(Records from an annotation dataset)

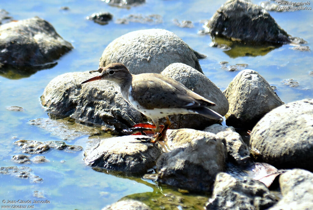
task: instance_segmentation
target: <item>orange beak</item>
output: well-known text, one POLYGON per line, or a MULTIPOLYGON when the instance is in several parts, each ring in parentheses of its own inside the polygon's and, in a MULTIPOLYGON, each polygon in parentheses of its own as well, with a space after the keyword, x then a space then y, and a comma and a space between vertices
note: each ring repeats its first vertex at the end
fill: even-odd
POLYGON ((96 80, 99 80, 101 79, 101 75, 99 75, 99 76, 96 76, 94 77, 92 77, 92 78, 90 78, 89 79, 88 79, 85 81, 84 81, 83 82, 81 83, 82 84, 83 84, 84 83, 86 83, 86 82, 91 82, 92 81, 95 81, 96 80))

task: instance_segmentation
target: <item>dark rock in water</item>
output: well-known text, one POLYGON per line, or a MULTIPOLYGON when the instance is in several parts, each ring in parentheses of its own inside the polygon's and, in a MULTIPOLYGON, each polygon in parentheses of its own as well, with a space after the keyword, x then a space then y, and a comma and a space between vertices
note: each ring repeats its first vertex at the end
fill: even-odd
POLYGON ((174 24, 181 28, 191 28, 194 27, 193 24, 190 20, 183 20, 181 22, 180 22, 177 19, 174 19, 173 20, 173 22, 174 24))
POLYGON ((49 112, 85 123, 110 125, 118 130, 140 122, 141 114, 125 101, 117 85, 101 81, 81 85, 98 74, 85 72, 58 76, 45 89, 42 104, 49 112))
POLYGON ((48 145, 37 141, 21 139, 14 143, 20 146, 22 151, 26 153, 41 154, 46 152, 50 149, 48 145))
POLYGON ((126 17, 117 19, 115 23, 118 24, 128 24, 130 22, 148 24, 159 24, 163 22, 159 15, 151 14, 142 16, 141 14, 131 14, 126 17))
POLYGON ((137 6, 146 2, 146 0, 101 0, 110 5, 121 7, 137 6))
POLYGON ((12 106, 9 107, 7 107, 6 108, 10 111, 14 111, 15 112, 22 112, 25 110, 23 108, 23 107, 17 107, 16 106, 12 106))
POLYGON ((313 209, 313 173, 294 169, 280 175, 282 198, 268 210, 313 209))
POLYGON ((144 174, 162 153, 159 144, 145 136, 130 135, 103 139, 85 151, 88 165, 131 174, 144 174))
POLYGON ((23 152, 31 154, 39 154, 47 151, 51 147, 55 150, 64 150, 67 152, 80 151, 83 148, 79 146, 68 145, 64 142, 58 141, 49 141, 43 143, 33 140, 21 139, 14 142, 21 147, 23 152))
POLYGON ((289 79, 282 81, 282 82, 285 85, 288 85, 291 87, 297 87, 299 86, 299 83, 294 80, 293 79, 289 79))
POLYGON ((32 159, 32 161, 34 163, 44 163, 49 162, 49 160, 46 158, 44 156, 36 156, 32 159))
POLYGON ((103 208, 101 210, 151 210, 144 203, 138 201, 126 200, 118 201, 103 208))
POLYGON ((38 17, 0 27, 0 63, 38 66, 54 61, 73 48, 47 21, 38 17))
POLYGON ((30 156, 25 155, 17 155, 13 156, 12 159, 13 162, 17 163, 29 164, 30 163, 30 160, 29 159, 30 156))
POLYGON ((301 51, 302 52, 309 52, 311 51, 311 50, 310 49, 310 47, 309 46, 300 45, 294 47, 292 49, 292 50, 295 50, 298 51, 301 51))
POLYGON ((28 123, 43 129, 49 132, 51 135, 57 136, 62 140, 73 140, 83 136, 90 136, 100 134, 99 130, 94 127, 63 119, 38 118, 31 120, 28 123))
POLYGON ((20 179, 29 179, 29 181, 33 183, 38 183, 42 181, 43 179, 35 175, 32 171, 30 168, 25 166, 0 167, 0 174, 11 175, 20 179))
POLYGON ((313 99, 290 102, 266 114, 253 128, 250 145, 259 162, 278 168, 313 170, 313 99))
POLYGON ((109 21, 112 20, 113 18, 113 15, 112 14, 106 12, 94 13, 87 16, 86 19, 93 20, 95 23, 101 25, 105 25, 109 23, 109 21))
POLYGON ((225 169, 225 146, 217 135, 184 129, 168 130, 172 150, 156 163, 158 181, 193 191, 210 191, 216 175, 225 169))
POLYGON ((163 29, 133 31, 112 41, 103 51, 99 66, 116 62, 123 64, 134 74, 159 73, 170 64, 179 62, 203 72, 189 46, 176 34, 163 29))
POLYGON ((195 55, 196 55, 196 57, 198 59, 203 59, 203 58, 205 58, 207 56, 206 55, 203 55, 203 54, 201 54, 200 53, 198 53, 196 50, 191 49, 192 50, 192 52, 193 53, 195 54, 195 55))
MULTIPOLYGON (((205 75, 195 69, 183 63, 175 63, 169 65, 160 74, 178 81, 195 92, 216 102, 217 105, 210 108, 222 116, 227 113, 228 101, 223 92, 205 75)), ((201 129, 218 122, 198 114, 179 114, 169 117, 172 129, 201 129)))
POLYGON ((237 71, 244 70, 249 66, 248 64, 238 64, 235 65, 229 65, 228 62, 222 61, 219 62, 221 68, 228 71, 237 71))
POLYGON ((0 25, 11 21, 12 17, 8 16, 9 13, 3 9, 0 9, 0 25))
POLYGON ((283 103, 268 83, 256 71, 239 72, 224 93, 229 103, 228 125, 251 129, 267 113, 283 103))
POLYGON ((289 43, 289 35, 259 6, 248 0, 230 0, 219 9, 206 26, 213 37, 239 42, 289 43))
POLYGON ((266 209, 275 204, 275 197, 262 183, 248 177, 237 179, 225 173, 216 176, 207 210, 266 209))
POLYGON ((215 124, 206 128, 203 131, 216 134, 222 139, 226 144, 227 154, 231 160, 239 165, 250 162, 249 148, 233 127, 215 124))

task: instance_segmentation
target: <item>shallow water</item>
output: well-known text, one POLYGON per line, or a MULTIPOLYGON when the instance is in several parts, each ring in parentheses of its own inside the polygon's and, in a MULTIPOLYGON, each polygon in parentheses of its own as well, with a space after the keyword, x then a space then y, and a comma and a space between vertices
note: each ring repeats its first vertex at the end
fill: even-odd
MULTIPOLYGON (((223 50, 210 47, 212 40, 209 36, 198 34, 202 29, 200 21, 210 18, 224 3, 223 1, 146 0, 146 2, 144 4, 128 9, 110 6, 100 0, 53 2, 1 0, 3 3, 1 4, 2 8, 9 12, 14 19, 21 20, 35 16, 43 18, 51 23, 64 39, 70 42, 74 49, 62 56, 58 61, 58 64, 52 68, 30 75, 14 75, 12 72, 0 75, 2 76, 0 76, 0 166, 23 165, 12 161, 13 155, 22 154, 19 147, 13 144, 18 140, 43 142, 63 140, 57 135, 52 135, 52 131, 28 123, 30 120, 49 118, 39 99, 44 88, 50 80, 60 74, 97 69, 99 59, 107 45, 122 35, 137 30, 150 28, 168 30, 177 34, 194 50, 207 55, 206 58, 200 60, 201 67, 205 75, 222 90, 238 72, 222 69, 219 62, 227 61, 230 65, 248 64, 247 68, 258 72, 271 85, 277 87, 275 91, 285 102, 313 98, 313 76, 309 75, 310 72, 313 71, 311 52, 293 50, 290 49, 292 46, 286 45, 263 56, 233 58, 223 50), (60 10, 60 7, 64 6, 68 7, 69 10, 60 10), (85 19, 86 16, 101 11, 112 14, 113 21, 107 25, 101 25, 85 19), (158 24, 130 23, 127 24, 114 23, 116 19, 129 14, 138 13, 160 15, 162 17, 163 22, 158 24), (191 29, 180 28, 173 23, 173 20, 175 18, 179 21, 191 20, 195 27, 191 29), (282 81, 289 79, 298 82, 299 86, 293 88, 284 85, 282 81), (6 108, 12 106, 23 107, 25 110, 14 112, 6 108)), ((254 2, 259 3, 255 1, 254 2)), ((270 13, 288 34, 304 39, 308 42, 307 45, 312 49, 312 11, 270 13)), ((68 144, 80 145, 85 148, 88 141, 88 136, 85 135, 65 141, 68 144)), ((142 197, 145 197, 144 195, 151 197, 156 196, 165 191, 160 190, 162 187, 172 193, 177 193, 175 188, 155 186, 140 179, 126 178, 94 171, 83 162, 82 151, 68 153, 51 150, 40 155, 45 156, 50 162, 32 163, 25 166, 30 167, 35 175, 43 179, 43 181, 33 183, 29 179, 0 174, 0 198, 6 201, 32 201, 35 199, 50 202, 50 204, 35 205, 35 208, 37 209, 100 209, 126 196, 136 194, 142 197), (65 162, 61 163, 60 161, 62 160, 65 162), (35 191, 42 193, 44 197, 34 197, 33 192, 35 191)), ((190 208, 201 208, 196 204, 198 201, 197 199, 196 196, 186 199, 195 204, 190 208)), ((156 204, 153 204, 153 202, 150 201, 147 204, 151 207, 156 207, 156 204)), ((182 208, 179 205, 177 207, 178 209, 182 208)))

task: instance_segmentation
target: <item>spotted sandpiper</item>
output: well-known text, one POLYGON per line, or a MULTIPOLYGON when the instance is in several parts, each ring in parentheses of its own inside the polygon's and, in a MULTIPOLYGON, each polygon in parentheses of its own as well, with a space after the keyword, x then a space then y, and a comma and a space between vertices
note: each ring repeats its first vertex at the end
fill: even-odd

● Instructions for the task
Copy every line of the records above that contains the string "water", treating uppercase and lowercase letters as distinct.

● Answer to the task
target: <item>dark rock in water</item>
target: <item>shallow water</item>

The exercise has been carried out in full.